=== Brief ===
Your response should be the complete set of records, reproduced exactly.

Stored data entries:
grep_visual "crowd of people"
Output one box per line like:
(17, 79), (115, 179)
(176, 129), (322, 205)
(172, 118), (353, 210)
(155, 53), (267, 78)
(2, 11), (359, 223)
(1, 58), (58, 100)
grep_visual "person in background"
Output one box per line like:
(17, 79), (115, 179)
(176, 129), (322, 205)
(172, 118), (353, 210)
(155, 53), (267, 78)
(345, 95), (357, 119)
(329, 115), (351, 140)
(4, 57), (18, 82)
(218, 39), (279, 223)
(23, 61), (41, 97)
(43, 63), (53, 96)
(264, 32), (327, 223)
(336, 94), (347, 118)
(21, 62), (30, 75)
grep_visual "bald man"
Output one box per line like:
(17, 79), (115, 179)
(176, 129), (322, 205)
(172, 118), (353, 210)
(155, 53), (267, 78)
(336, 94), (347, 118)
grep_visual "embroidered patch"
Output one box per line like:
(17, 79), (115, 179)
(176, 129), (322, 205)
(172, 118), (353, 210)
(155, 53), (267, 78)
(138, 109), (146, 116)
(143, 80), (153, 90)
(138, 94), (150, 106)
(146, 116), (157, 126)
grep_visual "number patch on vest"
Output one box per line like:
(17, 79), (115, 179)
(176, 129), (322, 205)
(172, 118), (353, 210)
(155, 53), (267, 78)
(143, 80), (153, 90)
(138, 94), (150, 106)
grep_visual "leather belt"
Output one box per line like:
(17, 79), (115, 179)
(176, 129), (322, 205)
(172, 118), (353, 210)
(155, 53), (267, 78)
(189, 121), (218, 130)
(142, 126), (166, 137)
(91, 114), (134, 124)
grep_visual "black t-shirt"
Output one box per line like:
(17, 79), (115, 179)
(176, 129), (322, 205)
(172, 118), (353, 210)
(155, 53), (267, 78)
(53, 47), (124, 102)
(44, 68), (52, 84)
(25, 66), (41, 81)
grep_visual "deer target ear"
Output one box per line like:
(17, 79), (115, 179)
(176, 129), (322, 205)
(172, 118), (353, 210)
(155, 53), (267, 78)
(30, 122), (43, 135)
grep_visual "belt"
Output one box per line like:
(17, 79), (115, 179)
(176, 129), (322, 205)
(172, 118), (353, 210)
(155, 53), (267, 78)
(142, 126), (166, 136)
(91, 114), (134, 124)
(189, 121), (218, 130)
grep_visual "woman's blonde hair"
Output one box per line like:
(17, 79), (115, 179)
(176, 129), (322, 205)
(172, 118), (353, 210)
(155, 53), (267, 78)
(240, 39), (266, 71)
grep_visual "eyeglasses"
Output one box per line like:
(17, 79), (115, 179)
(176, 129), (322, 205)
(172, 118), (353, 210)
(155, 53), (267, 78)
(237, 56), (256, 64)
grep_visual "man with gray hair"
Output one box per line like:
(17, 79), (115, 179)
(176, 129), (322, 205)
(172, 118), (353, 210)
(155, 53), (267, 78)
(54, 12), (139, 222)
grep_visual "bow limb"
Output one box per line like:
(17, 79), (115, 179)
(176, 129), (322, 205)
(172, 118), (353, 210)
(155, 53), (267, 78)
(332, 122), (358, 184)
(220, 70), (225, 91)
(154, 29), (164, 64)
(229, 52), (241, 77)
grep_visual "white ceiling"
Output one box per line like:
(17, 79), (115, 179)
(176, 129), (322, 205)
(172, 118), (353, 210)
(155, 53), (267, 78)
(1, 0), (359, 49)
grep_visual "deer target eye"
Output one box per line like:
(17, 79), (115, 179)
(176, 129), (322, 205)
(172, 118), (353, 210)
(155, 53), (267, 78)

=== The answer ===
grep_visual "crowd of people"
Output one box per line like:
(17, 79), (115, 179)
(176, 129), (322, 205)
(172, 118), (353, 210)
(155, 53), (267, 78)
(2, 11), (359, 223)
(1, 58), (58, 100)
grep_visual "person in background"
Output one box per line like:
(17, 79), (115, 179)
(176, 129), (322, 205)
(172, 118), (353, 210)
(155, 53), (267, 78)
(345, 95), (357, 119)
(329, 115), (351, 140)
(4, 57), (18, 82)
(218, 39), (279, 223)
(23, 61), (41, 97)
(43, 63), (53, 96)
(264, 32), (327, 223)
(336, 94), (347, 118)
(21, 62), (30, 75)
grep_visual "bald man"
Output one box per line like:
(17, 79), (115, 179)
(176, 129), (322, 205)
(172, 118), (353, 210)
(155, 53), (267, 78)
(336, 94), (347, 118)
grep_visual "embroidered patch"
Output one box per line like:
(17, 79), (115, 179)
(176, 129), (322, 205)
(172, 118), (353, 210)
(155, 53), (267, 78)
(138, 109), (146, 116)
(143, 80), (153, 90)
(138, 94), (150, 106)
(146, 116), (157, 126)
grep_visual "number patch on vest"
Output one box per line like:
(17, 79), (115, 179)
(176, 129), (322, 205)
(172, 118), (353, 210)
(155, 53), (267, 78)
(143, 80), (153, 90)
(138, 94), (150, 106)
grep_visual "leather belt"
Output one box per line like:
(17, 79), (115, 179)
(176, 129), (322, 205)
(172, 118), (353, 210)
(155, 53), (267, 78)
(189, 121), (218, 130)
(142, 126), (166, 137)
(91, 114), (134, 124)
grep_visual "black t-shirt"
Output one box per line like:
(17, 79), (115, 179)
(176, 129), (322, 205)
(172, 118), (353, 210)
(155, 53), (267, 78)
(53, 47), (124, 102)
(44, 68), (52, 84)
(25, 66), (41, 81)
grep_visual "deer target ear"
Output one box per line like:
(17, 79), (115, 179)
(176, 129), (322, 205)
(172, 118), (353, 210)
(155, 53), (267, 78)
(30, 122), (43, 135)
grep_visual "belt"
Output one box per line like:
(17, 79), (115, 179)
(176, 129), (322, 205)
(172, 118), (353, 210)
(155, 53), (267, 78)
(142, 126), (166, 136)
(91, 114), (134, 124)
(189, 121), (218, 130)
grep_visual "woman's blonde hair"
Output one box per line like:
(17, 79), (115, 179)
(176, 129), (322, 205)
(172, 118), (353, 210)
(155, 53), (267, 78)
(240, 39), (266, 71)
grep_visual "eyeglasses"
Output one box per line like:
(17, 79), (115, 179)
(176, 129), (322, 205)
(172, 118), (353, 210)
(155, 53), (267, 78)
(237, 56), (256, 64)
grep_visual "man with gray hair"
Output one box per line like:
(17, 79), (115, 179)
(176, 129), (322, 205)
(172, 118), (353, 210)
(155, 53), (267, 78)
(54, 12), (139, 222)
grep_visual "bow limb"
Output one box per line like:
(17, 79), (115, 179)
(176, 129), (322, 205)
(172, 118), (353, 210)
(155, 53), (267, 78)
(332, 122), (358, 184)
(220, 70), (225, 91)
(154, 29), (164, 64)
(229, 52), (241, 77)
grep_visual "white ceiling"
Output one box per line like:
(17, 79), (115, 179)
(176, 129), (322, 205)
(172, 118), (353, 210)
(155, 53), (267, 78)
(1, 0), (359, 49)
grep_visual "deer target eye"
Output one box per line like:
(17, 79), (115, 179)
(176, 129), (322, 205)
(172, 118), (353, 210)
(155, 53), (267, 78)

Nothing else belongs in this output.